*What is asked*
Turn the lines below into a numbered list, leaving out blank lines and the pictures.

— START —

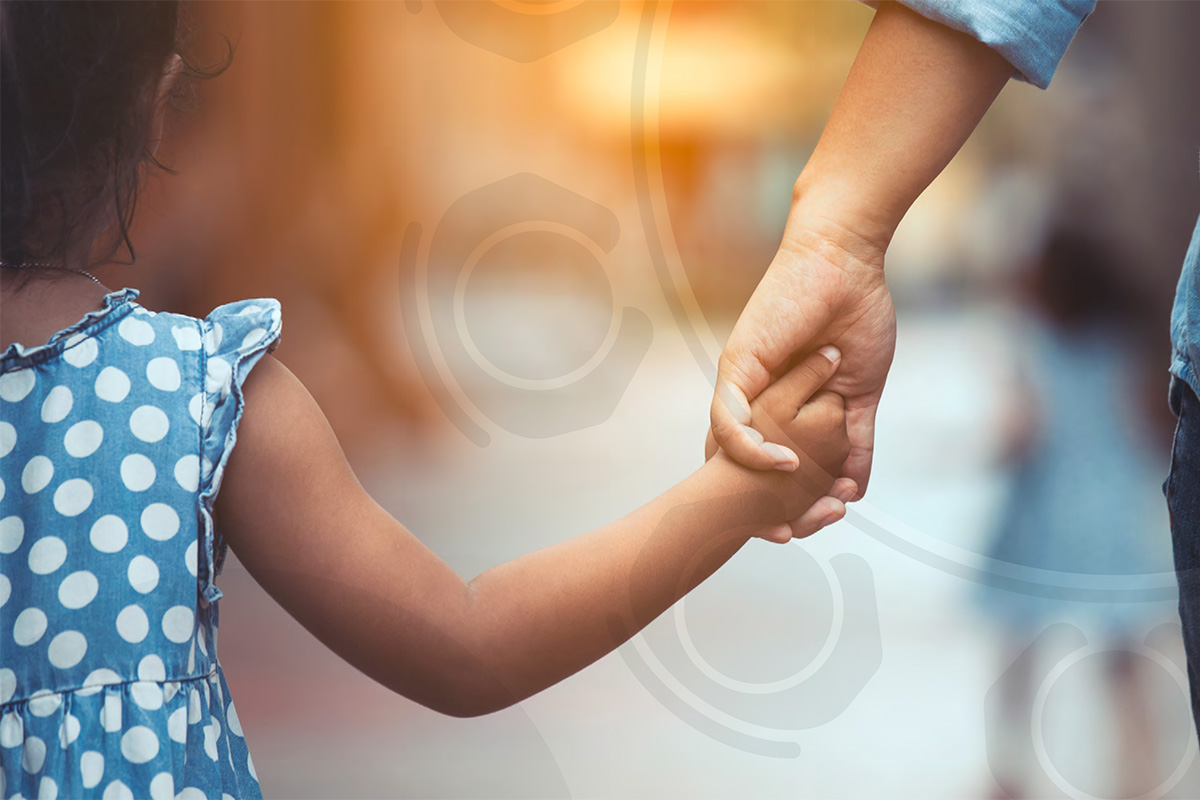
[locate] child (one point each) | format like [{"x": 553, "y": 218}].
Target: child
[{"x": 118, "y": 433}]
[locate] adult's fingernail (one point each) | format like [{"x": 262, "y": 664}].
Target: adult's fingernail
[
  {"x": 831, "y": 353},
  {"x": 754, "y": 434},
  {"x": 784, "y": 458}
]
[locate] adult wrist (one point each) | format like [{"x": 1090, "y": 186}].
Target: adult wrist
[{"x": 840, "y": 211}]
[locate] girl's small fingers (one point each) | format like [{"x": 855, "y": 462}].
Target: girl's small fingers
[
  {"x": 779, "y": 534},
  {"x": 805, "y": 378},
  {"x": 821, "y": 513},
  {"x": 845, "y": 489}
]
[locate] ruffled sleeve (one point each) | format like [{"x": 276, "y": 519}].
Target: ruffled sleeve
[{"x": 235, "y": 336}]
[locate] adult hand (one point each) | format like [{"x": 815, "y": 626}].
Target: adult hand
[
  {"x": 823, "y": 287},
  {"x": 913, "y": 95}
]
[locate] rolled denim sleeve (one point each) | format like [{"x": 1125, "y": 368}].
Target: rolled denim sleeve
[{"x": 1032, "y": 35}]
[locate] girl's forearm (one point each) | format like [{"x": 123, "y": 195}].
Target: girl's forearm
[
  {"x": 546, "y": 615},
  {"x": 915, "y": 94}
]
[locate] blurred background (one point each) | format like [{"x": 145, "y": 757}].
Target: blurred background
[{"x": 510, "y": 238}]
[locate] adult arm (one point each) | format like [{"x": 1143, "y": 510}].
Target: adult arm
[{"x": 917, "y": 90}]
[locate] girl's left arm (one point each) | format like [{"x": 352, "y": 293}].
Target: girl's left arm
[{"x": 306, "y": 530}]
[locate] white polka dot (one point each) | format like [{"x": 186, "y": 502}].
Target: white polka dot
[
  {"x": 186, "y": 338},
  {"x": 34, "y": 756},
  {"x": 147, "y": 695},
  {"x": 211, "y": 734},
  {"x": 177, "y": 624},
  {"x": 16, "y": 385},
  {"x": 73, "y": 497},
  {"x": 29, "y": 627},
  {"x": 190, "y": 558},
  {"x": 12, "y": 531},
  {"x": 47, "y": 554},
  {"x": 143, "y": 573},
  {"x": 137, "y": 473},
  {"x": 81, "y": 350},
  {"x": 187, "y": 473},
  {"x": 45, "y": 703},
  {"x": 219, "y": 377},
  {"x": 78, "y": 589},
  {"x": 162, "y": 787},
  {"x": 93, "y": 767},
  {"x": 252, "y": 338},
  {"x": 163, "y": 373},
  {"x": 7, "y": 438},
  {"x": 213, "y": 338},
  {"x": 57, "y": 404},
  {"x": 151, "y": 668},
  {"x": 67, "y": 649},
  {"x": 136, "y": 331},
  {"x": 160, "y": 521},
  {"x": 149, "y": 423},
  {"x": 7, "y": 685},
  {"x": 117, "y": 791},
  {"x": 132, "y": 624},
  {"x": 69, "y": 731},
  {"x": 12, "y": 729},
  {"x": 177, "y": 725},
  {"x": 112, "y": 385},
  {"x": 111, "y": 714},
  {"x": 37, "y": 474},
  {"x": 109, "y": 534},
  {"x": 83, "y": 438}
]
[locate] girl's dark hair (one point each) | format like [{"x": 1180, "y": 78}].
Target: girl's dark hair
[{"x": 77, "y": 97}]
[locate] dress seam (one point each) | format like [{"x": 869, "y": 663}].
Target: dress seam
[{"x": 35, "y": 696}]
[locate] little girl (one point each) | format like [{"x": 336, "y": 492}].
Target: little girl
[{"x": 118, "y": 431}]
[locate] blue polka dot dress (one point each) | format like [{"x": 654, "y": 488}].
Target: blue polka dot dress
[{"x": 113, "y": 439}]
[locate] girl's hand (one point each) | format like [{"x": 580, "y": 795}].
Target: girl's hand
[{"x": 795, "y": 413}]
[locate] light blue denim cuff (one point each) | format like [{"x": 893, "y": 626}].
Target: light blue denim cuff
[{"x": 1032, "y": 35}]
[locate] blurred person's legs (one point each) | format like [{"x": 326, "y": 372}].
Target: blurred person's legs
[
  {"x": 1137, "y": 731},
  {"x": 1183, "y": 501}
]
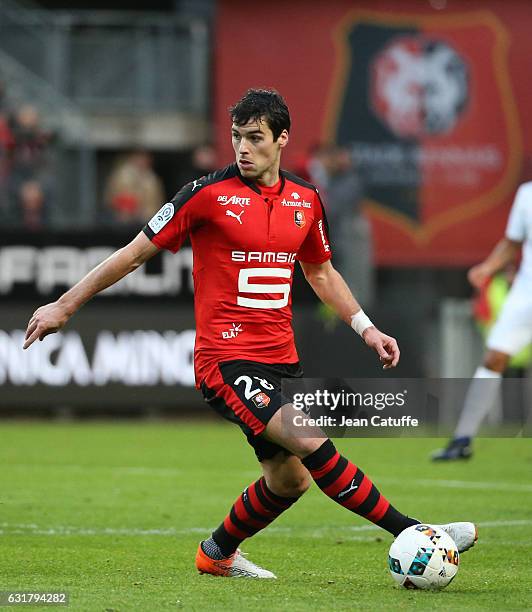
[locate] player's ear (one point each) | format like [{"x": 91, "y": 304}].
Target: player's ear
[{"x": 283, "y": 139}]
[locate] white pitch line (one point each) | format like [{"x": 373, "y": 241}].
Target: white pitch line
[
  {"x": 173, "y": 472},
  {"x": 320, "y": 532},
  {"x": 462, "y": 484}
]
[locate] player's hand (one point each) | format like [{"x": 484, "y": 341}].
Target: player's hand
[
  {"x": 384, "y": 345},
  {"x": 45, "y": 320},
  {"x": 478, "y": 275}
]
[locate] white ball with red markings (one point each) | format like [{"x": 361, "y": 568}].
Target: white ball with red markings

— END —

*Result of this exercise*
1. [locate] child (one point each) | format like [{"x": 553, "y": 218}].
2. Target: child
3. [{"x": 118, "y": 433}]
4. [locate] adult's fingernail (one point each) | format like [{"x": 262, "y": 664}].
5. Target: adult's fingernail
6. [
7.   {"x": 831, "y": 353},
8.   {"x": 754, "y": 434},
9.   {"x": 784, "y": 458}
10. ]
11. [locate] adult wrist (one point each) | format like [{"x": 1090, "y": 186}].
12. Target: adult wrist
13. [{"x": 840, "y": 211}]
14. [locate] girl's small fingers (one point each) | format like [{"x": 855, "y": 462}].
15. Target: girl's small fingers
16. [
17.   {"x": 779, "y": 534},
18.   {"x": 805, "y": 378},
19.   {"x": 821, "y": 513},
20.   {"x": 845, "y": 489}
21. ]
22. [locate] ruffled sleeve (one point each) | format like [{"x": 276, "y": 519}].
23. Target: ruffled sleeve
24. [{"x": 235, "y": 336}]
25. [locate] adult hand (one point each) | format like [{"x": 815, "y": 626}].
26. Target: adult hand
27. [
28.   {"x": 823, "y": 287},
29.   {"x": 913, "y": 95}
30. ]
31. [locate] rolled denim sleeve (one point each) | format like [{"x": 1125, "y": 368}].
32. Target: rolled denim sleeve
33. [{"x": 1032, "y": 35}]
34. [locate] girl's forearm (one point each) | format like [{"x": 123, "y": 195}].
35. Target: girl's forearm
36. [
37.   {"x": 546, "y": 615},
38.   {"x": 915, "y": 94}
39. ]
40. [locate] blurred background (one point each) | format like [{"x": 145, "y": 757}].
41. Target: blurred background
42. [{"x": 510, "y": 238}]
43. [locate] adult arm (one point each) | format like [{"x": 1143, "y": 510}].
44. Target: adult arm
45. [{"x": 917, "y": 90}]
46. [locate] girl's left arm (one point each) | format like [{"x": 352, "y": 293}].
47. Target: girl's left arm
48. [{"x": 306, "y": 530}]
49. [locate] white polka dot (one point each) | format like [{"x": 186, "y": 502}].
50. Target: white polka dot
51. [
52.   {"x": 186, "y": 338},
53.   {"x": 34, "y": 756},
54.   {"x": 147, "y": 695},
55.   {"x": 211, "y": 734},
56.   {"x": 177, "y": 624},
57.   {"x": 16, "y": 385},
58.   {"x": 73, "y": 497},
59.   {"x": 29, "y": 627},
60.   {"x": 190, "y": 558},
61.   {"x": 12, "y": 531},
62.   {"x": 47, "y": 554},
63.   {"x": 143, "y": 573},
64.   {"x": 137, "y": 473},
65.   {"x": 81, "y": 350},
66.   {"x": 187, "y": 473},
67.   {"x": 45, "y": 703},
68.   {"x": 219, "y": 377},
69.   {"x": 78, "y": 589},
70.   {"x": 162, "y": 787},
71.   {"x": 93, "y": 767},
72.   {"x": 252, "y": 338},
73.   {"x": 163, "y": 373},
74.   {"x": 7, "y": 438},
75.   {"x": 213, "y": 338},
76.   {"x": 57, "y": 404},
77.   {"x": 151, "y": 668},
78.   {"x": 67, "y": 649},
79.   {"x": 136, "y": 331},
80.   {"x": 160, "y": 521},
81.   {"x": 149, "y": 423},
82.   {"x": 7, "y": 685},
83.   {"x": 117, "y": 791},
84.   {"x": 132, "y": 624},
85.   {"x": 69, "y": 731},
86.   {"x": 12, "y": 729},
87.   {"x": 177, "y": 725},
88.   {"x": 112, "y": 385},
89.   {"x": 111, "y": 714},
90.   {"x": 37, "y": 474},
91.   {"x": 109, "y": 534},
92.   {"x": 83, "y": 438}
93. ]
94. [locate] girl's dark hair (one point each) | format like [{"x": 1180, "y": 78}].
95. Target: girl's dark hair
96. [{"x": 77, "y": 97}]
97. [locate] dress seam (one point each) | format like [{"x": 869, "y": 663}].
98. Target: dress seam
99. [{"x": 35, "y": 696}]
100. [locate] little girl (one point each) | format like [{"x": 336, "y": 492}].
101. Target: little girl
102. [{"x": 118, "y": 431}]
103. [locate] blue polka dot dress (one point each) | format like [{"x": 654, "y": 488}].
104. Target: blue polka dot dress
105. [{"x": 113, "y": 439}]
106. [locate] girl's hand (one point each) | format like [{"x": 580, "y": 795}].
107. Target: girl's hand
108. [{"x": 795, "y": 413}]
109. [locate] light blue denim cuff (one point each) | format like [{"x": 893, "y": 626}].
110. Target: light blue denim cuff
111. [{"x": 1032, "y": 35}]
112. [locate] blurred person's legs (one point each) | format like [{"x": 326, "y": 372}].
113. Target: blurred person's legs
114. [
115.   {"x": 1137, "y": 731},
116.   {"x": 1183, "y": 501}
117. ]
118. [locate] player's ear (one point each) | format like [{"x": 91, "y": 304}].
119. Target: player's ear
120. [{"x": 283, "y": 139}]
121. [locate] white pitch line (one point each) | format like [{"x": 373, "y": 241}].
122. Target: white pitch line
123. [
124.   {"x": 173, "y": 472},
125.   {"x": 320, "y": 532},
126.   {"x": 462, "y": 484}
127. ]
128. [locate] player's hand (one point each) | format like [{"x": 484, "y": 341}].
129. Target: player's hand
130. [
131.   {"x": 384, "y": 345},
132.   {"x": 45, "y": 320},
133.   {"x": 478, "y": 275}
134. ]
135. [locate] white ball with red markings (one point each) | format like [{"x": 361, "y": 568}].
136. Target: white ball with red markings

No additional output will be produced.